Между тем, уже в большинстве фильмов шестидесятых годов этот образ геолога, строителя, исследователя тайги, полярного исследователя, в фильме «Вертикаль» например(и Высоцкий, кстати говоря, именно в этом направлении работал, когда его стали знать как артиста), этот образ пока ещё представляется едва ли не идеальным. Обратите внимание, что Высоцкий сыграл и в «Карьере Димы Горина» (там у него эпизодическая роль), и в «Вертикали», и в «Коротких встречах» — во всех фильмах, где постулировался вот этот образ такого отважного искателя приключений.
В чём его прелесть и почему он симпатичен? Он симпатичен прежде всего тем, что он не приемлет рутины, не приемлет быта, он хочет героизма. Конечно, эта жажда героики довольно инфантильная, но вместе с тем в ней есть шестидесятнический протест против обывательщины. И в этом смысле я скорее «за», я скорее люблю этот персонаж, хотя он был не глубок очень. Вот Куваев впервые попробовал его философски, что ли, осмыслить, посмотреть на него как на искателя истины, как на искателя такого Эльдорадо.

§ **Короткое задание**
Почему, согласно фрагменту о герое фильмов шестидесятых, этот персонаж симпатичен? Ответьте одним или двумя предложениями.

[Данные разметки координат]
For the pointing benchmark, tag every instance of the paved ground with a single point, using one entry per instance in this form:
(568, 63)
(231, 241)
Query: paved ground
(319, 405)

§ **Решение задачи**
Он симпатичен прежде всего тем, что не приемлет рутины и быта и хочет героизма. В этой жажде героики, хоть и довольно инфантильной, есть шестидесятнический протест против обывательщины.